EXCERPTED PASSAGE
Just got diagnosed today with early onset dementia. I don’t want to be so far gone or drugged up to be functional. I would like to be a nurse for at the least the next ten years to help people. I would i don’t know what they call it nowadays but die with some at least dignity? Also if you have mental problems and are thinking about it in the US dial 988
Just being pragmatic here, but the answer is yes, you can hire such a person. It would be a terrible, terrible idea. As for the other options you mentioned, just don’t do it. There’s no scenario where these methods don’t traumatize survivors, bystanders, first responders, and just random people – none of whom deserve that.
I know someone who came home to his partner’s dead lifeless body after a hanging. I know someone who found their child several days after an intentional overdose. I know a truck driver who suffered life threatening injuries as a result of avoiding someone trying to end their own life.
And I only saw some of the trauma suffered by those folks, I’m sure the real trauma was far, far deeper.
I hate to say this, but I’m not sure losing a loved one to dementia isn’t just as traumatic, and I think the trauma could be mitigated here by communicating with the people they love.
When/if I am diagnosed with a terminal disease I hope I will have a conversation with my wife, the rest of my family, and my closest friends about how I want to die and what a life worth living looks like to me. I like to think that I’ll leave this world by my own hand, hopefully surrounded by the people I love, or at least with their understanding and support. I don’t think that’s selfish.
OP, I think you have time to figure out what’s best for you and yours. We’re all terminal in the end. I wish you a slow progression, a meaningful life, and a dignified end someday.

GOAL OF THE EXERCISE
In the dementia discussion, write out the part starting at "I know someone who came" and ending at "their own life.", but swap "truck driver" for "bus driver".

DATA SUPPLIED
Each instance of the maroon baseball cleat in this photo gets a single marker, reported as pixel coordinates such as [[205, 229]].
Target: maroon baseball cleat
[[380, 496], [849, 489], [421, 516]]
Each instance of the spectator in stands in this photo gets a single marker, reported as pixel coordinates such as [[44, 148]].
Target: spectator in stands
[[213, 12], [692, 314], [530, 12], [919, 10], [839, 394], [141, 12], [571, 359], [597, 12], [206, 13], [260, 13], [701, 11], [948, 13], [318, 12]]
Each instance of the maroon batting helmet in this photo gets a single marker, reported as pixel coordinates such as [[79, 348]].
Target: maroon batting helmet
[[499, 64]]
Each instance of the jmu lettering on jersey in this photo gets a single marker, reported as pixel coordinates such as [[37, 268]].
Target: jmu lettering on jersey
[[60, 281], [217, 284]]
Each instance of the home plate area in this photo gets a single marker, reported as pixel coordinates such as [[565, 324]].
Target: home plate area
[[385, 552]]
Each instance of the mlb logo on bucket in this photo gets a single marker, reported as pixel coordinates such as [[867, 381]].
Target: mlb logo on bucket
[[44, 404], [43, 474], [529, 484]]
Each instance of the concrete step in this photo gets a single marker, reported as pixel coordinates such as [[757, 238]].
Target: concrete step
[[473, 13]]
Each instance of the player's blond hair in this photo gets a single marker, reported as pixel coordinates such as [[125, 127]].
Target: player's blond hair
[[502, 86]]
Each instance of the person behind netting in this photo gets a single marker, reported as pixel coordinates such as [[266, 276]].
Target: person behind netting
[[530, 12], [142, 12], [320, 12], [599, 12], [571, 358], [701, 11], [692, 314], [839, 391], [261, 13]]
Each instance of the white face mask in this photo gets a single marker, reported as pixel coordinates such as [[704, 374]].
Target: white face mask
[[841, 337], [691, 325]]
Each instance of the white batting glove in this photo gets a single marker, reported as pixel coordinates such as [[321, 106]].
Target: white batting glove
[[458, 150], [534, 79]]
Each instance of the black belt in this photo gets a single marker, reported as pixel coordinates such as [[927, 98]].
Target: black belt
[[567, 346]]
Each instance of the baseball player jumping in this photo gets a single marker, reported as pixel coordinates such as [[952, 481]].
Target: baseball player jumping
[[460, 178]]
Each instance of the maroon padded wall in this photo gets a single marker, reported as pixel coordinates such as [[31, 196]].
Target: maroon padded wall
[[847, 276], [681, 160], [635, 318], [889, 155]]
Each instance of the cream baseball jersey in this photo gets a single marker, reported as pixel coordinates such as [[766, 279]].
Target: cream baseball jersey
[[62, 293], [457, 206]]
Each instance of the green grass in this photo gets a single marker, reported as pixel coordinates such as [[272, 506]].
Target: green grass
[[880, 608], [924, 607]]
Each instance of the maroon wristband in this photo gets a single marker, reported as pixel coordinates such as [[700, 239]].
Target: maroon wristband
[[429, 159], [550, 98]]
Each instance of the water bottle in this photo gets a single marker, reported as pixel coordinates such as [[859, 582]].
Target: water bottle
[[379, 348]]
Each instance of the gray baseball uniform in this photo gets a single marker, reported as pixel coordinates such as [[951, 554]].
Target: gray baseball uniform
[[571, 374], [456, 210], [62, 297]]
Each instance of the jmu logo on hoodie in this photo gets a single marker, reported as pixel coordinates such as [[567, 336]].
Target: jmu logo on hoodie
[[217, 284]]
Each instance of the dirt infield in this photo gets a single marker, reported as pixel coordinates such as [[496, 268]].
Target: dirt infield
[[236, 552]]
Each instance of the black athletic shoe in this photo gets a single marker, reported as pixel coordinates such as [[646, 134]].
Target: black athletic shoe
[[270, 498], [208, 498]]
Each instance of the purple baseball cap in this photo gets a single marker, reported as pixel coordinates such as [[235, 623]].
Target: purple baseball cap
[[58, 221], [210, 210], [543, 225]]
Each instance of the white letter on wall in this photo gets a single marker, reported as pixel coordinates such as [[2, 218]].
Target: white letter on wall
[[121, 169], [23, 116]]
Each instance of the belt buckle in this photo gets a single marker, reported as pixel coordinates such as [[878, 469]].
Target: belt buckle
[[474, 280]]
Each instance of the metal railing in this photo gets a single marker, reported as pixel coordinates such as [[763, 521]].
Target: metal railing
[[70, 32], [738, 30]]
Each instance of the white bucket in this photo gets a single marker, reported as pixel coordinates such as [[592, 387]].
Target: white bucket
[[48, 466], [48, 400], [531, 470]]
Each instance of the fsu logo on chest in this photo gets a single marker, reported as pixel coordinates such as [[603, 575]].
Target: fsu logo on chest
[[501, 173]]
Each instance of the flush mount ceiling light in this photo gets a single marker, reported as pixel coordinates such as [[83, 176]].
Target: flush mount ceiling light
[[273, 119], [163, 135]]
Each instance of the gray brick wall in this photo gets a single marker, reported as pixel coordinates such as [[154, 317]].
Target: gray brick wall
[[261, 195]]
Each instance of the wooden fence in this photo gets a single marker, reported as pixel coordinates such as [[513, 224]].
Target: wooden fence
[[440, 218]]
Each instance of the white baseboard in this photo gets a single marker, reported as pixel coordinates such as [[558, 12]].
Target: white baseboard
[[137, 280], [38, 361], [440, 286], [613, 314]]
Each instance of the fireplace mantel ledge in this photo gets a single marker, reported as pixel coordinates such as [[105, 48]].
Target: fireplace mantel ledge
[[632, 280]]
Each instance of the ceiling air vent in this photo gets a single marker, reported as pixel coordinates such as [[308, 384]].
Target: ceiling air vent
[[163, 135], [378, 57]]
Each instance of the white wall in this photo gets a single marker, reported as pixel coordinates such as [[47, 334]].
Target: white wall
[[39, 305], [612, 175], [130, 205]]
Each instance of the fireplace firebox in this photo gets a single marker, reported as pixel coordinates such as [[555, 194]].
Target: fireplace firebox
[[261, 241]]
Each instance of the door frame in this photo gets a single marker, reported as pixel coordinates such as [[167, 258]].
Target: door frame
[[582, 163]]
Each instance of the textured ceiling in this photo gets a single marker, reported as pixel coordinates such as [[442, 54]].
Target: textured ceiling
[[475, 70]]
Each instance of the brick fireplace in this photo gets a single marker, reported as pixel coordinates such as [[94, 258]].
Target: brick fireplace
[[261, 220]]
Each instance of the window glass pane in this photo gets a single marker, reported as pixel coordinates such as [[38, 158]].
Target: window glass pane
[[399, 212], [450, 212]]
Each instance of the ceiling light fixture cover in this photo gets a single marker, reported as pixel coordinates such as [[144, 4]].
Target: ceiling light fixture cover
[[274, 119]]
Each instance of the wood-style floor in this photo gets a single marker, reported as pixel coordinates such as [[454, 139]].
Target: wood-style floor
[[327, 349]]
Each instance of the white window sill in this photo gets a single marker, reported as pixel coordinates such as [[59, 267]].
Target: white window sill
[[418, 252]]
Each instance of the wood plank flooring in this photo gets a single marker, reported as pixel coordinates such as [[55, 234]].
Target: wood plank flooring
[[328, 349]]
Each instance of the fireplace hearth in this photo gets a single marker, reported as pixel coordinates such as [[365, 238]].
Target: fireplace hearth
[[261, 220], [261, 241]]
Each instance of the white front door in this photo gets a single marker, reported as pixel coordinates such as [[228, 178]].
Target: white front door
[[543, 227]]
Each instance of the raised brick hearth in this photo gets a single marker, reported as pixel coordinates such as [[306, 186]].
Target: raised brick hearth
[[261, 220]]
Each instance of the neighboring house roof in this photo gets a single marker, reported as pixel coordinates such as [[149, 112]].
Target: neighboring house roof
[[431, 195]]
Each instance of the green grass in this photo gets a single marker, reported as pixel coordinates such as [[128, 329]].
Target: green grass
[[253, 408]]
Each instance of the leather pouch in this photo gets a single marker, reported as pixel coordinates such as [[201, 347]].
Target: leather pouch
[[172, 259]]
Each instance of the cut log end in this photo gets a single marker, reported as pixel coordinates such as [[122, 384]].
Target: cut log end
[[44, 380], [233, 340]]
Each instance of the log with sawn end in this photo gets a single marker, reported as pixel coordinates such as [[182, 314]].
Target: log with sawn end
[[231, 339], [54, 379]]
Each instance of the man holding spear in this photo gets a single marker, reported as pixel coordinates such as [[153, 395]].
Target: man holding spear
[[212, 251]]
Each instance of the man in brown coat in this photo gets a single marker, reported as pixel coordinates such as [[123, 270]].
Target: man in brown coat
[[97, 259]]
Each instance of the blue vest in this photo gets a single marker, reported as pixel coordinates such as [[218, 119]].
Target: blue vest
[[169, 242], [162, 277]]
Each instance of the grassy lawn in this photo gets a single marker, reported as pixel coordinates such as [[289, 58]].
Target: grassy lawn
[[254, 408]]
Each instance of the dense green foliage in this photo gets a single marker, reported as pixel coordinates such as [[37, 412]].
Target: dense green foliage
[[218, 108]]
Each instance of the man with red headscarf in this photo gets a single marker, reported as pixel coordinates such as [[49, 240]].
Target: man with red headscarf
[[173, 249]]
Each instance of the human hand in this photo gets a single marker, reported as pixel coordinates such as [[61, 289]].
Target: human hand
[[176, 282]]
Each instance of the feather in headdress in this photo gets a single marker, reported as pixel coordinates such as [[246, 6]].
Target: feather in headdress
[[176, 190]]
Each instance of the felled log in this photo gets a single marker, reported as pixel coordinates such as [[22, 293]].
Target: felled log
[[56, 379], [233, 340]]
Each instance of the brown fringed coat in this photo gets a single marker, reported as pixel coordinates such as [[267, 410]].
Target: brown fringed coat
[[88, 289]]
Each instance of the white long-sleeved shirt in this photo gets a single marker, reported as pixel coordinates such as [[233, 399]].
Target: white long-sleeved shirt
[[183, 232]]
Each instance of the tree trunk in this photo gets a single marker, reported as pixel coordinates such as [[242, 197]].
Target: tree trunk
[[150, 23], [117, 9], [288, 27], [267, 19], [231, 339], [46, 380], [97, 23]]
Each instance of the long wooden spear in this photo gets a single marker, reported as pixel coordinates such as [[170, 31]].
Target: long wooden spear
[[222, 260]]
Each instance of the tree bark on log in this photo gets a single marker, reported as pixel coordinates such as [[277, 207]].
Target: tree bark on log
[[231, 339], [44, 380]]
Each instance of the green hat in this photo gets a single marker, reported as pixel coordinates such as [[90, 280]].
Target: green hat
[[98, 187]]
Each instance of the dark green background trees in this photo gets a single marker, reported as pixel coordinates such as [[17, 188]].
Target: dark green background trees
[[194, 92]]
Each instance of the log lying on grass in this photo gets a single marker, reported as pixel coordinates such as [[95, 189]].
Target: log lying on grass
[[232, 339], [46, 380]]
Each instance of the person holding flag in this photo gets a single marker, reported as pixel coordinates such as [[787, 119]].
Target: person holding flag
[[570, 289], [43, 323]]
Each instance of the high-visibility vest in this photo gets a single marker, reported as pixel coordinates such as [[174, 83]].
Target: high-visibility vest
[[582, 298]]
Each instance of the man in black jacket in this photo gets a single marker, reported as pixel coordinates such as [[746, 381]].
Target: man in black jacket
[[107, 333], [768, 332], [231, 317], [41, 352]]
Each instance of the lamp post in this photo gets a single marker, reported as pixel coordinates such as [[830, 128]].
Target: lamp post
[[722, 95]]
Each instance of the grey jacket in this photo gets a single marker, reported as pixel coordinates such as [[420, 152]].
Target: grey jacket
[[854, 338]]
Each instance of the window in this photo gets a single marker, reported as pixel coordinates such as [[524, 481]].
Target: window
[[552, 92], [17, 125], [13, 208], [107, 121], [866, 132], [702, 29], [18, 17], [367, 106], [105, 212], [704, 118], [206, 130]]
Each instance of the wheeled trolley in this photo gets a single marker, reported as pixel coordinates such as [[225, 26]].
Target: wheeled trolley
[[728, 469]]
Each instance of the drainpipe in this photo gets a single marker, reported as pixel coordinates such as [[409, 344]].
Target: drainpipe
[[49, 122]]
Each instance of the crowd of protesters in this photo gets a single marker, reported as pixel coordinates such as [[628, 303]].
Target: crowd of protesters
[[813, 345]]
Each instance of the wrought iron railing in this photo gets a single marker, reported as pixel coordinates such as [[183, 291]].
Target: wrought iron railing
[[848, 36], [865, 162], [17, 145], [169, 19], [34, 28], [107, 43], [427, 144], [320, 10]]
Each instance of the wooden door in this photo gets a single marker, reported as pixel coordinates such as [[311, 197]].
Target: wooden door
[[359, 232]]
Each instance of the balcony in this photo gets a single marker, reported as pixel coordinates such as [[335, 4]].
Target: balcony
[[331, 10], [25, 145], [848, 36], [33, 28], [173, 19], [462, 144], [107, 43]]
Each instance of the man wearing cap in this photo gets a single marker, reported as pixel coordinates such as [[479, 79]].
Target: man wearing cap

SOLUTION FOR THIS PROBLEM
I know someone who came home to his partner’s dead lifeless body after a hanging. I know someone who found their child several days after an intentional overdose. I know a bus driver who suffered life threatening injuries as a result of avoiding someone trying to end their own life.